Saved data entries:

______

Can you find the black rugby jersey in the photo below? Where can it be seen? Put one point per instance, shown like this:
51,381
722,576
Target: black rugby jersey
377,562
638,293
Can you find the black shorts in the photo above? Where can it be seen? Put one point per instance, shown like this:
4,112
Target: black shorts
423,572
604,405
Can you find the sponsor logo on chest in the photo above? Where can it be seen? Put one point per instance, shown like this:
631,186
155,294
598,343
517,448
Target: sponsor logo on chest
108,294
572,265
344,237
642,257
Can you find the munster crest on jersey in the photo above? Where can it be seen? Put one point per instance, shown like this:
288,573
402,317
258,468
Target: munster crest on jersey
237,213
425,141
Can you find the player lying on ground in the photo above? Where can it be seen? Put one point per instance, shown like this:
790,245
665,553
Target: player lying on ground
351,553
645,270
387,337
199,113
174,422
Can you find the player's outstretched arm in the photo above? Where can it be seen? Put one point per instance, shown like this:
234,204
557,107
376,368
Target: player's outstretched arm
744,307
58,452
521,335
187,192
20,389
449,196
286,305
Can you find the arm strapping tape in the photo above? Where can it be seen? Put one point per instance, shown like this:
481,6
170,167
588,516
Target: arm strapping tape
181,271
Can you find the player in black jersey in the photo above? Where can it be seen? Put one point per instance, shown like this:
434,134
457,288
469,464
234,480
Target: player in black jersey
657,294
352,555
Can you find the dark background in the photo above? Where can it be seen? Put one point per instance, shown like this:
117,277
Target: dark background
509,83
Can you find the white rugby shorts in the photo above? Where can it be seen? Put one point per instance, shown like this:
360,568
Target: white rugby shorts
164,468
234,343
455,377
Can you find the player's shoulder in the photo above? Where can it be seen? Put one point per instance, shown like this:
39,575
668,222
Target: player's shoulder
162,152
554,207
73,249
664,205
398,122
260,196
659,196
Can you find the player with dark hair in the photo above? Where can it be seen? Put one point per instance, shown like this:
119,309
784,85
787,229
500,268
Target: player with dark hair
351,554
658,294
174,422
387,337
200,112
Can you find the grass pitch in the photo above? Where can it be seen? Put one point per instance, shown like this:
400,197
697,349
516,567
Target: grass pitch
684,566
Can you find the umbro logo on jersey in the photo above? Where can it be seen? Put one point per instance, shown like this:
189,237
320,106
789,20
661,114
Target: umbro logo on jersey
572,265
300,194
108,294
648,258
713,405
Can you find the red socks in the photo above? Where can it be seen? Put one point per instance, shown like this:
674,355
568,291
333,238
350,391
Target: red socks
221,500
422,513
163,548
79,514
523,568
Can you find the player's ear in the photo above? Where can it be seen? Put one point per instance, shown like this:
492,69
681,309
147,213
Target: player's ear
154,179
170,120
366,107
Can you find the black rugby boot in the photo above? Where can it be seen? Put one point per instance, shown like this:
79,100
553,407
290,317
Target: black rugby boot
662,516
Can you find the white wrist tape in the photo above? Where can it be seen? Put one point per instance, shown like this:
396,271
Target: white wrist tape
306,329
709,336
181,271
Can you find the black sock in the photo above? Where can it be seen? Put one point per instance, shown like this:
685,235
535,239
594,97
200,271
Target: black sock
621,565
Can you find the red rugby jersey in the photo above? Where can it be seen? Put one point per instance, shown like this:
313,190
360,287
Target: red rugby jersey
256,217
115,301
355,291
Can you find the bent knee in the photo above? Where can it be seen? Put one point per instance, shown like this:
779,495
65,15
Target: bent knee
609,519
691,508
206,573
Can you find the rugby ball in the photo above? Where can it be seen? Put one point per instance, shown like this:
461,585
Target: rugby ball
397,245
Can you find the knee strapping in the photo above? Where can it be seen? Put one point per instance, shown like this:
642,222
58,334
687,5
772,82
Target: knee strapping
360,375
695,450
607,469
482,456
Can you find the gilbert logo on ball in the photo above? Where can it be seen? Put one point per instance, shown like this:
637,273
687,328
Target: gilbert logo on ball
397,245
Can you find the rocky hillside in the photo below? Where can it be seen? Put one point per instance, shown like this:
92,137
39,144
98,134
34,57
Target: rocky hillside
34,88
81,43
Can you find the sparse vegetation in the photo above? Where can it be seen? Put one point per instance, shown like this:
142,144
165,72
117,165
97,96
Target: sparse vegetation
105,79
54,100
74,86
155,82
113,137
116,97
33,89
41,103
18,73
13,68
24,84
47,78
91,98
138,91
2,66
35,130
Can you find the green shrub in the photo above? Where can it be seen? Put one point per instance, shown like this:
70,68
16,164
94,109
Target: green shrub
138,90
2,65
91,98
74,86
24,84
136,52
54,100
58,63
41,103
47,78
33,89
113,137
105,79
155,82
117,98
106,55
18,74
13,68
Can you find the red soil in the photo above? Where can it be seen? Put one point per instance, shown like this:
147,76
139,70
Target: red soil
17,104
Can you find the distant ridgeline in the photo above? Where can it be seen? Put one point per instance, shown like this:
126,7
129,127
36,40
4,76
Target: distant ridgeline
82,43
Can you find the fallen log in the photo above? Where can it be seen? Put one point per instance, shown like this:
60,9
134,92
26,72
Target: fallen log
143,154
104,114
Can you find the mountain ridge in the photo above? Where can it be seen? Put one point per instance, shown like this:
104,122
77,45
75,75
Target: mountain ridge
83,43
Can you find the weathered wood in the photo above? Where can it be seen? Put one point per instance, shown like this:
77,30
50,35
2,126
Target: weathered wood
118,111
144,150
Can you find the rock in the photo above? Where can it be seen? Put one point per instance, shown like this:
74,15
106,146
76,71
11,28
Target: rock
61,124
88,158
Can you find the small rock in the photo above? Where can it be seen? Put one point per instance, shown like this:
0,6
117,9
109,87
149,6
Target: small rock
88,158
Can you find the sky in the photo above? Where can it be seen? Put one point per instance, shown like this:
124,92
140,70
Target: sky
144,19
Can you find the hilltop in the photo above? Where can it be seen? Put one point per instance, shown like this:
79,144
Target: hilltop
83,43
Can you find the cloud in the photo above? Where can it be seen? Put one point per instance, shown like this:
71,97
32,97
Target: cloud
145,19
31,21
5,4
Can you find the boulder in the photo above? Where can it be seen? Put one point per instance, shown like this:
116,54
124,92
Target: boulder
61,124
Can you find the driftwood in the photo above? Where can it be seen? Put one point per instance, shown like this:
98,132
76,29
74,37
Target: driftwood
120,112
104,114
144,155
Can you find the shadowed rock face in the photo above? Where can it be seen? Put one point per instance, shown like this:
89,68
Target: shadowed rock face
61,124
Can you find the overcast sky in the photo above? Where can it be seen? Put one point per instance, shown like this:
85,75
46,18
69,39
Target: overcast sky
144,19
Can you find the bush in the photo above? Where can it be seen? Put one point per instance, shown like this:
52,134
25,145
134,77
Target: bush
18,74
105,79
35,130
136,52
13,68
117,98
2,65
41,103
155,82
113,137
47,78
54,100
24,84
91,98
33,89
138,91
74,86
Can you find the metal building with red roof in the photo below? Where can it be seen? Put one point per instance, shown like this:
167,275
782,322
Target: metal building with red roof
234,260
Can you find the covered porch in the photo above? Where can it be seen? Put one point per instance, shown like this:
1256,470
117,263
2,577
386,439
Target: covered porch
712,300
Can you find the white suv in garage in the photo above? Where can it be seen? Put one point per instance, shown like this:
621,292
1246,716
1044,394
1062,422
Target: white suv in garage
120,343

______

Your objective: Retype every entry word for word.

Response for this exercise:
Can you find the black rugby jersey in the photo below? Where can it be seen? Put one point per instance, shown like this:
51,381
722,576
Target: black rugby jersey
377,562
638,293
Can you find the black shorts in the photo above? Where can it be seen? Put one point per instance, shown like this:
4,112
Target: black shorts
423,572
604,405
Can you find the sponsor logo on chest in the photo above? Where can it be seen? Put one point per instance, shown like this:
631,186
155,294
598,343
517,448
Target: sponsor logo on chest
108,294
572,265
344,237
642,257
Can you find the munster crest on jersey in the photo above? Where can it be seen? Put one point per instance, shown like this:
288,573
402,317
258,468
Target: munster crest on jersey
237,213
425,141
Can you find the player lying on ground in the photo above? Where can it be seen? Put one point per instance, shown like this:
790,245
665,553
Target: player lying on ground
351,553
645,270
387,337
199,113
174,422
Can you find the player's outstretched arm in the photo above? Where can it be seen? Put one point per instance, shown like this:
234,204
557,107
376,368
Target: player's outstretched arm
744,307
58,452
521,335
187,192
20,389
449,196
286,305
Can you find the arm strapping tape in the photo above? Where can it be seen? Put one point per instance, shown like this:
481,6
170,167
588,516
Target: arm strapping tape
181,271
Can you find the player in black jersey in the photo above? Where can it be seen? Put one point per instance, shown like this:
434,134
457,288
469,464
234,480
Target: player in black jersey
657,294
352,555
Can you find the dark background in the photo above? Where can it be seen? Put one point per instance, shown like this:
117,277
Target: dark background
509,83
Can you find the white rugby shorts in the photo above? Where can it be seen? Put one point per instance, shown like this:
360,568
Target: white rugby shorts
164,468
234,343
455,377
Can you find the player's shoulder in the photo above? Where can it be seen? Put one point per instance, shown like this:
39,575
668,222
Target: player's shoulder
162,152
554,207
73,249
664,205
398,122
260,196
659,196
Can you find the player with dark hair in the photo above? Where can it be seen? Put one point per instance, shown like this:
119,309
784,85
787,229
500,268
Target: player with dark hair
351,554
658,294
174,422
387,337
200,112
Can you find the grass pitch in the photo above? Where can it be seen? Put one point per instance, shown like this:
400,197
697,349
516,567
Target: grass pitch
684,566
Can you find the umbro logo on jersey in the photo above? Where can it be seen? Put one point per instance, shown like this:
189,237
320,106
789,20
661,114
Target: umbro logo on jersey
572,265
300,194
108,294
648,258
713,405
Can you find the red socks in the photo above? Where can it be seen? Put one point per instance, shown like this:
674,355
568,291
333,238
350,391
Target: red socks
221,500
422,513
163,548
79,514
523,568
Can you find the player's ear in the photo above? Where can it be seen? Put one point per instance, shown like this:
492,69
681,309
147,213
Target: player's ear
154,179
170,120
366,107
Can you find the black rugby boot in the photo above? Where can it be seen? Put one point per instance, shown like this:
79,100
553,407
290,317
Target: black rugby boot
662,516
Can you find the white wrist tape in the photo above? Where can it be seen? Put one point per instance, shown like this:
396,271
Target: white wrist tape
306,329
709,336
181,271
Can you find the black sock in the photo above? Where can it be seen? Put one point per instance, shown like this:
685,235
535,239
594,97
200,271
Target: black sock
621,565
Can you find the red rugby jersey in the photo above? Where can it be seen? Put one point per instance, shown like this:
313,190
360,287
Target: red rugby jersey
256,217
115,301
355,291
Can you find the bent knee in the photo above? Where can it be seen? Put one point per instance, shown like this:
779,495
65,15
Target: bent knee
609,519
691,508
206,573
Can you find the rugby ball in the photo above? Where can it be seen? Put one point per instance, shown like this:
461,585
Target: rugby ball
397,245
Can you find the knee strapping in the photo above? Where can it be seen? Put one point per instance, shown like this:
642,222
58,334
687,5
772,82
Target: knee strapping
360,375
695,450
607,469
482,456
Can you find the gilbert logo on ball in the photo above? Where can it be seen? Put one point per instance, shown like this:
637,273
687,328
Target: gilbert logo on ball
397,245
Can you find the rocky hillside in the photo below? Where can it be seen? Put one point per instance, shown like this:
92,137
39,144
98,134
34,57
Target: rocky hillside
34,88
81,43
Can you find the sparse vegetation in the photo above? Where can it be seen? Put one point per instance, shown like this:
142,144
165,72
117,165
97,96
Target: sparse vegetation
105,79
54,100
74,86
155,82
113,137
116,97
33,89
41,103
18,73
13,68
24,84
47,78
91,98
138,91
2,66
35,130
Can you find the green shrub in the photo above? Where can it be seen? Put one point per instance, shown like this:
70,68
16,164
94,109
Target: green shrub
138,90
2,65
91,98
74,86
24,84
136,52
54,100
58,63
41,103
47,78
33,89
113,137
105,79
155,82
117,98
106,55
18,74
13,68
Can you find the red soil in the photo above? Where can it be seen? Put one point per instance, shown like this:
147,76
139,70
Target: red soil
17,104
Can you find the distant ridgeline in the photo above? Where can it be seen? Put one point per instance, shown like this:
126,7
129,127
36,40
4,76
Target: distant ridgeline
82,43
Can you find the fallen log in the photo above? Where can it be seen? Put one point per instance, shown like this:
60,9
134,92
26,72
Target: fallen log
143,154
104,114
Can you find the mountain ridge in the photo above? Where can it be seen? Put one point per instance, shown like this:
104,122
77,45
75,75
Target: mountain ridge
83,43
Can you find the weathered wood in the photo above? Where can it be seen? Put one point per instance, shown like this:
77,30
50,35
2,126
Target: weathered wood
118,111
144,150
Can you find the rock in the photo above? Where can it be seen? Put one point per instance, shown like this:
74,15
106,146
76,71
11,28
Target: rock
61,124
88,158
Can you find the small rock in the photo above? Where can it be seen? Put one point per instance, shown like this:
0,6
117,9
109,87
149,6
Target: small rock
88,158
Can you find the sky in the photo above? Where can it be seen? Put one point per instance, shown like this:
124,92
140,70
Target: sky
144,19
Can you find the hilltop in the photo above? Where can it be seen? Put one point per instance, shown like this:
79,144
Target: hilltop
83,43
Can you find the cloud in the photo above? Where can it be seen? Put one point per instance, shown like this:
71,97
32,97
Target: cloud
145,19
31,21
5,4
Can you find the boulder in the photo above? Where can it be seen? Put one point per instance, shown like this:
116,54
124,92
Target: boulder
61,124
Can you find the driftwood in the photo above? Where can it be seen? Put one point per instance, shown like this:
98,132
76,29
74,37
Target: driftwood
120,112
104,114
144,155
Can you find the shadowed rock face in the photo above? Where can it be seen? Put one point per instance, shown like this:
89,68
Target: shadowed rock face
61,124
Can you find the overcast sky in the photo above? Where can it be seen? Put one point per instance, shown like this:
85,75
46,18
69,39
Target: overcast sky
144,19
Can you find the bush in the photo above? Where can it be seen? Put one point per instance, shown like this:
52,134
25,145
134,77
Target: bush
18,74
105,79
35,130
136,52
13,68
117,98
2,65
41,103
155,82
113,137
47,78
54,100
24,84
91,98
33,89
138,91
74,86
Can you find the metal building with red roof in the photo below? Where can it be seen? Put one point per instance, shown like this:
167,275
782,322
Target: metal building with red roof
234,260
Can you find the covered porch in the photo above? Where can it be seen? Put one point per instance, shown like this:
1256,470
117,263
2,577
386,439
Target: covered porch
712,300
Can you find the white suv in garage in the photo above? Where can it be seen? Put one point per instance, shown like this:
621,292
1246,716
1044,394
1062,422
Target: white suv in garage
120,343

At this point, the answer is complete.